▸ Given passage

- Also known as: Zale Connection
- Origin: Bucharest, Romania
- Genres: Hip hop, Dancehall
- Years active: 2004–2010; 2019–
- Labels: Zale
- Formerly of: Morometzii, R.A.C.L.A., Paraziţii
- Members: raku, J. Yolo
- Past members: DJ Christu

= Zale (band) =

Romanian hip hop group

Zale (Romanian for "chainmail") is a hip hop group from Bucharest, Romania.

▸ Rows
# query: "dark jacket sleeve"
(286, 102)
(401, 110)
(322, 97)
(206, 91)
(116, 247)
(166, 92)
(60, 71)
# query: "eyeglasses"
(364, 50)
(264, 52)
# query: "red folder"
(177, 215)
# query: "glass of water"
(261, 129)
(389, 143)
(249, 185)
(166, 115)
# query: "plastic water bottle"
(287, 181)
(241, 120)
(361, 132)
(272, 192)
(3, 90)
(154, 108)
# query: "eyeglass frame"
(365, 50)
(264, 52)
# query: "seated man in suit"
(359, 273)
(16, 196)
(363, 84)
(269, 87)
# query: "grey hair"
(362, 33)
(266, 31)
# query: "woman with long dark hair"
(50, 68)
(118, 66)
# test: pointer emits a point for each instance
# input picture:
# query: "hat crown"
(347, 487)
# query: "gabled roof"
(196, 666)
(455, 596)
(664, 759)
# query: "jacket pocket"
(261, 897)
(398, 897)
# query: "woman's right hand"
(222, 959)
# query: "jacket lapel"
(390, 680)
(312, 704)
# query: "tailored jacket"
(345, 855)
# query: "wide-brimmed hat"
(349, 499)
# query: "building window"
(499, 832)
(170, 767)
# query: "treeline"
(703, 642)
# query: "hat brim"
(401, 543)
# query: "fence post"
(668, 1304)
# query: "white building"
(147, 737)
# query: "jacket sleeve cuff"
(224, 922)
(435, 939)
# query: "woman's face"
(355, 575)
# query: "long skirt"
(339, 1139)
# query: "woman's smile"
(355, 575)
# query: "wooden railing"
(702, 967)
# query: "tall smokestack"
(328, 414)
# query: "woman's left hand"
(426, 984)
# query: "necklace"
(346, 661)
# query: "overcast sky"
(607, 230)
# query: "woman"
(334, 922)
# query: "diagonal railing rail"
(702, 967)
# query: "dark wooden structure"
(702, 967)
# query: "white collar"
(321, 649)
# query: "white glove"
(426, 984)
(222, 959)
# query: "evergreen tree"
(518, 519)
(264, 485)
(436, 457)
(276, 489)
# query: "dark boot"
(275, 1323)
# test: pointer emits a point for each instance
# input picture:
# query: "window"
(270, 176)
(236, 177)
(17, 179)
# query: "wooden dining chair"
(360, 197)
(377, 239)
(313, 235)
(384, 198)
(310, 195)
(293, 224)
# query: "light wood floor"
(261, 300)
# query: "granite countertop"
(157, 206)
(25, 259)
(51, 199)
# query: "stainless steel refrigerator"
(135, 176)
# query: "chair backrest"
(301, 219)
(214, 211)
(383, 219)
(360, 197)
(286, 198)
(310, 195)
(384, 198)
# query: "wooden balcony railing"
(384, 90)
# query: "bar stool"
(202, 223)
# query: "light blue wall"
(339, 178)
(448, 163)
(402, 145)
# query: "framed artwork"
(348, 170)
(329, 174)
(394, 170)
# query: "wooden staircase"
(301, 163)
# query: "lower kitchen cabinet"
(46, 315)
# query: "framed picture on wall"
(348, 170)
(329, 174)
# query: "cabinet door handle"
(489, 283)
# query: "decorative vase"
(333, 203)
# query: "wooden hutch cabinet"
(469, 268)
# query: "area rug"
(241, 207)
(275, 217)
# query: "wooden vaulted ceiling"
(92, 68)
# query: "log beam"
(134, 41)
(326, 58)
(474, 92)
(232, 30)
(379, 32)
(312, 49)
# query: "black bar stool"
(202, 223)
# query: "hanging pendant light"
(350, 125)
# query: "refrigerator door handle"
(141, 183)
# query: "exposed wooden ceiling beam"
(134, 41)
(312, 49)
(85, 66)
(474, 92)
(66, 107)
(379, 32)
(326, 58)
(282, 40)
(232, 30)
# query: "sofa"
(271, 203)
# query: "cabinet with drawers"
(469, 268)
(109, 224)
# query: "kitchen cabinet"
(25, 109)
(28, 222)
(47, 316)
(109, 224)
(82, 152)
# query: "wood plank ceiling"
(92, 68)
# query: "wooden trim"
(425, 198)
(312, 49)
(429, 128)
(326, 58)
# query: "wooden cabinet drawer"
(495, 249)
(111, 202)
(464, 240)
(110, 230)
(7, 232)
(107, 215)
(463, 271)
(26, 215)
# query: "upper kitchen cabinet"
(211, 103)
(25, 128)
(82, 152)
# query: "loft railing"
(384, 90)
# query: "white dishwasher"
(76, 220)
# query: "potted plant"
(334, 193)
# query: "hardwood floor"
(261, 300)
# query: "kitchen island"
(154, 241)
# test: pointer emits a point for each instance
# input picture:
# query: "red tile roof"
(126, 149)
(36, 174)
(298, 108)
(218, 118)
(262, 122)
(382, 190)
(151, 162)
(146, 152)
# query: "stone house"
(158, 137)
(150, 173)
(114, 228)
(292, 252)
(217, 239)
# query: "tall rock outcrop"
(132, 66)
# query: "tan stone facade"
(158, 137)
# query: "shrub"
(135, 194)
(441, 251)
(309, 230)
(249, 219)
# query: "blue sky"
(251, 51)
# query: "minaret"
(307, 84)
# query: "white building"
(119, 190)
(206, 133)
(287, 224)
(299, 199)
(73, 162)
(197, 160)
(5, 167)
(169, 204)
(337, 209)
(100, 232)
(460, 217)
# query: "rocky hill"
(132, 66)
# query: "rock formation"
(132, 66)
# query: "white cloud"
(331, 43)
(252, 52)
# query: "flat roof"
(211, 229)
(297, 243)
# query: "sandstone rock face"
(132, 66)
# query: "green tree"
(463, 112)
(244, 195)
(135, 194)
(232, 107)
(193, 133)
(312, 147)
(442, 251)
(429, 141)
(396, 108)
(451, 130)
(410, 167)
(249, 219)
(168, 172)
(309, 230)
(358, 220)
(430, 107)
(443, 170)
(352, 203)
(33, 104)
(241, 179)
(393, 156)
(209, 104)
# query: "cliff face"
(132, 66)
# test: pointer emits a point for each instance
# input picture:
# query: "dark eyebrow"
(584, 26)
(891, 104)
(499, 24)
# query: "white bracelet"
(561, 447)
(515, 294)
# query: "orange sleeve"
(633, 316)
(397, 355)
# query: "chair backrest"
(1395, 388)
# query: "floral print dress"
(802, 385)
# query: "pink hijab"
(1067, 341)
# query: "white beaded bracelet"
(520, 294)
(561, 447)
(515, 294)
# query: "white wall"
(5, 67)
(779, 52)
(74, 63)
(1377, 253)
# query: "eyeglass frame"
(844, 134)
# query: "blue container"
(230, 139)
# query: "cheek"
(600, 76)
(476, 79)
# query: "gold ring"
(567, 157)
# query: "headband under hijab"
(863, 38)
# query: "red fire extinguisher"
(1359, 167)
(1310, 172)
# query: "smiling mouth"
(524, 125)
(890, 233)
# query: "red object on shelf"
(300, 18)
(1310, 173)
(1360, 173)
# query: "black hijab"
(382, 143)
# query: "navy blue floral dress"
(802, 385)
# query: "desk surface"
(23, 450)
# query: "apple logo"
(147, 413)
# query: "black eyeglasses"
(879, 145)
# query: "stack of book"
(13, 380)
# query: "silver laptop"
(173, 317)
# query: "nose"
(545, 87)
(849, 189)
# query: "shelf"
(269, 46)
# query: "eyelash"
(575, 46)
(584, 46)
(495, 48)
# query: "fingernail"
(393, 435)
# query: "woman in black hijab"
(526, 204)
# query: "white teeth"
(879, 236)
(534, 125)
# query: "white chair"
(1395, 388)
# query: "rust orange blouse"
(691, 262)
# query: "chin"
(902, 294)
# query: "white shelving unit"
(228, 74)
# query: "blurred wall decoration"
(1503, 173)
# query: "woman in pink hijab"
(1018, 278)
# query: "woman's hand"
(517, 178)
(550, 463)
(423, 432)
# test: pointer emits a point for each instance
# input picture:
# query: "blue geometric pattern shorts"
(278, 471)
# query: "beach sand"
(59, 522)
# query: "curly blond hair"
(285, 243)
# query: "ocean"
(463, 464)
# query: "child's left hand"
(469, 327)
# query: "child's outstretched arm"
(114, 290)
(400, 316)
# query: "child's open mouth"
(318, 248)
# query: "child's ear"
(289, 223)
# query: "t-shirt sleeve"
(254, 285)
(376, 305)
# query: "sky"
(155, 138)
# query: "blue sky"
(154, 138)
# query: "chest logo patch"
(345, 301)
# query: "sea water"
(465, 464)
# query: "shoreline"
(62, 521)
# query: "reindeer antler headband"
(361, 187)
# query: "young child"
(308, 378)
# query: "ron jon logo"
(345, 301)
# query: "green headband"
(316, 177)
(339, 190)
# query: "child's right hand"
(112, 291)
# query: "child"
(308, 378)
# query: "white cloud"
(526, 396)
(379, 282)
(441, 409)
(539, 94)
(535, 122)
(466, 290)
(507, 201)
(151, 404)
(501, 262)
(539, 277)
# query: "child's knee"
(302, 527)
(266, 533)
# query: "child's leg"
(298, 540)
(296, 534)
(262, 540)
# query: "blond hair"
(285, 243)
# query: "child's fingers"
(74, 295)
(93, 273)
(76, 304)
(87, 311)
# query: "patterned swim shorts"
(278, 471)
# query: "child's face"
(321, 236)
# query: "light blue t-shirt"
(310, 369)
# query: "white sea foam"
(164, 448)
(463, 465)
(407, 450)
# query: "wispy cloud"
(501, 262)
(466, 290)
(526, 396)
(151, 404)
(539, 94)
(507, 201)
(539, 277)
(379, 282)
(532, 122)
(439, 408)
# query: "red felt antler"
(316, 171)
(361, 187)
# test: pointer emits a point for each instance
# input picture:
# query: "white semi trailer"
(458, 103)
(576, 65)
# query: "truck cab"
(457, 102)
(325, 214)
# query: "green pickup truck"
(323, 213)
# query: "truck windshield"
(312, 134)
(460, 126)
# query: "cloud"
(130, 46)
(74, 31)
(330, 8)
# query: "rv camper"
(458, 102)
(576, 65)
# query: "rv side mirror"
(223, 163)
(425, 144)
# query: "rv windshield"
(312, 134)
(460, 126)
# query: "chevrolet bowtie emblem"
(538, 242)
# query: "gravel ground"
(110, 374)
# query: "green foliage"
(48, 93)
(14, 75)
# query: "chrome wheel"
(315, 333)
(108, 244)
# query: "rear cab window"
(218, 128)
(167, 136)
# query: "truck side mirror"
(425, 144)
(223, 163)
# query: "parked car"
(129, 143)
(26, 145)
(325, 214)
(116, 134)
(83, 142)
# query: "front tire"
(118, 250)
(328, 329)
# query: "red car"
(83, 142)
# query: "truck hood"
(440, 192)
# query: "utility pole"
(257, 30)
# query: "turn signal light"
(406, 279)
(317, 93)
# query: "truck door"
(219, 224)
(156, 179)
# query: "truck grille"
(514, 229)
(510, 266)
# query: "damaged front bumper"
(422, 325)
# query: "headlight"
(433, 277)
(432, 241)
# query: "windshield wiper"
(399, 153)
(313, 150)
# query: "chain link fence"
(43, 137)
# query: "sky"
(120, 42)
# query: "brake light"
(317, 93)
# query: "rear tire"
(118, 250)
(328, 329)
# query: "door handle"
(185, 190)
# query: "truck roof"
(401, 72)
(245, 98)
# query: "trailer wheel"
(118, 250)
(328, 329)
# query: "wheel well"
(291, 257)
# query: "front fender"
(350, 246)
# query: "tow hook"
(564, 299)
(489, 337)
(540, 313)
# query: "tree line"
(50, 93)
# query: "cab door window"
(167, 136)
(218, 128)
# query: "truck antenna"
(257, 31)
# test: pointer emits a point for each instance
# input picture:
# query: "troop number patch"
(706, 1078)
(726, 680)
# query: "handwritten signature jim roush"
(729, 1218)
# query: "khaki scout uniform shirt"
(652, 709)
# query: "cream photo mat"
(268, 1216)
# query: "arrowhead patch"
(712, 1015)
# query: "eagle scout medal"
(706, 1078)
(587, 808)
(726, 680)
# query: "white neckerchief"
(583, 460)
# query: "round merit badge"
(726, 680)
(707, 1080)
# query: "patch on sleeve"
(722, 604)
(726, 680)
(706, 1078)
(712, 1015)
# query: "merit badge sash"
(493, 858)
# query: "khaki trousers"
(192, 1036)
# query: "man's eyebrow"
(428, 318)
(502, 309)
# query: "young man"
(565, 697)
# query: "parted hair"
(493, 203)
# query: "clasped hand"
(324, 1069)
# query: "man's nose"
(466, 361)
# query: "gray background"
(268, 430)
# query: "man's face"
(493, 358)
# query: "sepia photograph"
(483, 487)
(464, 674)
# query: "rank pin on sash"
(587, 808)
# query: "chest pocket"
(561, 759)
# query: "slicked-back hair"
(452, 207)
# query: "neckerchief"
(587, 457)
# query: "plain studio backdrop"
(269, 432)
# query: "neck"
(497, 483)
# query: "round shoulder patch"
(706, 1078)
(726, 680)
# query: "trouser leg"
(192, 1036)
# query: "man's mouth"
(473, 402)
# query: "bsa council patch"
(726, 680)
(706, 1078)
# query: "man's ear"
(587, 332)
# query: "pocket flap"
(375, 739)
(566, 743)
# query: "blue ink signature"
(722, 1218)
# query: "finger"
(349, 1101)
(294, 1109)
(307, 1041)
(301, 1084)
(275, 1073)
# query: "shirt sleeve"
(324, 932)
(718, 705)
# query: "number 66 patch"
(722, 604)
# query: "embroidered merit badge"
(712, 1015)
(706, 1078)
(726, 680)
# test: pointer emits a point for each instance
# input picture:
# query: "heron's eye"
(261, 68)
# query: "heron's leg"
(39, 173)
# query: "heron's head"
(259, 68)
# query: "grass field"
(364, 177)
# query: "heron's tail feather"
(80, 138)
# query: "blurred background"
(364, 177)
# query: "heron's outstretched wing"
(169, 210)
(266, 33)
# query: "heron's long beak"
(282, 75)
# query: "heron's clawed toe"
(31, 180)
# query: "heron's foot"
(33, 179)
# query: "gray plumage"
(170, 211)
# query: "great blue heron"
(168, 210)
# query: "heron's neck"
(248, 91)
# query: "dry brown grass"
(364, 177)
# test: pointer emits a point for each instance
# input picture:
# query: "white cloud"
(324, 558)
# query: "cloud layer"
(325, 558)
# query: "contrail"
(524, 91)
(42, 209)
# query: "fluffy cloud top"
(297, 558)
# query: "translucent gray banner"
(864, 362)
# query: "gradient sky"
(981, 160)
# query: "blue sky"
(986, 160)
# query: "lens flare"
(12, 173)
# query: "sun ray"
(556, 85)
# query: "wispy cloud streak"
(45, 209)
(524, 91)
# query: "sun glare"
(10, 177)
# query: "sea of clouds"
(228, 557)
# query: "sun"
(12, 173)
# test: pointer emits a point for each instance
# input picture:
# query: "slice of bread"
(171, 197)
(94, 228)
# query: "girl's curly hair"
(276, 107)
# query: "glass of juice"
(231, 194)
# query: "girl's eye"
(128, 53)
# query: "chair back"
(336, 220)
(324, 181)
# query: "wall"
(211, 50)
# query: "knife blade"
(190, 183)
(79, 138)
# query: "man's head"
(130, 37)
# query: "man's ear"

▸ Prompt A
Transcribe the stretch from "- Also known" through "from Bucharest, Romania." in the passage on the hip hop group Zale, word for word.
▸ Prompt B
Extend the passage on the hip hop group Zale with the next part, picking up right after its final sentence.
The lines above play no part in this work.

▸ Exercise response A
- Also known as: Zale Connection
- Origin: Bucharest, Romania
- Genres: Hip hop, Dancehall
- Years active: 2004–2010; 2019–
- Labels: Zale
- Formerly of: Morometzii, R.A.C.L.A., Paraziţii
- Members: raku, J. Yolo
- Past members: DJ Christu

= Zale (band) =

Romanian hip hop group

Zale (Romanian for "chainmail") is a hip hop group from Bucharest, Romania.

▸ Exercise response B
raku began listening to hip hop, practicing and MCing in 1993–1994. His first live appearance was in Berceni, Bucharest, and his first discography appearance in 1997; after leaving Morometzii, he became a member of the R.A.C.L.A. crew. In 2000 and 2001 he was invited by the band Paraziţii to record songs with them. In 2003, raku was invited by Cheloo from Paraziţii to perform on his solo album, Sindromul Tourette. In 2004 the video "Egali din naştere" (Born Equal) signed Ombladon (Paraziţii) and featuring raku was a big success at the MTV Europe Music Awards. In 2004 raku and Ombladon won the Best Romanian Act Award in Rome.

==Discography==

===Studio albums===
- Chei Verbale (2005)
- Respect (2007)
- Locos (2019)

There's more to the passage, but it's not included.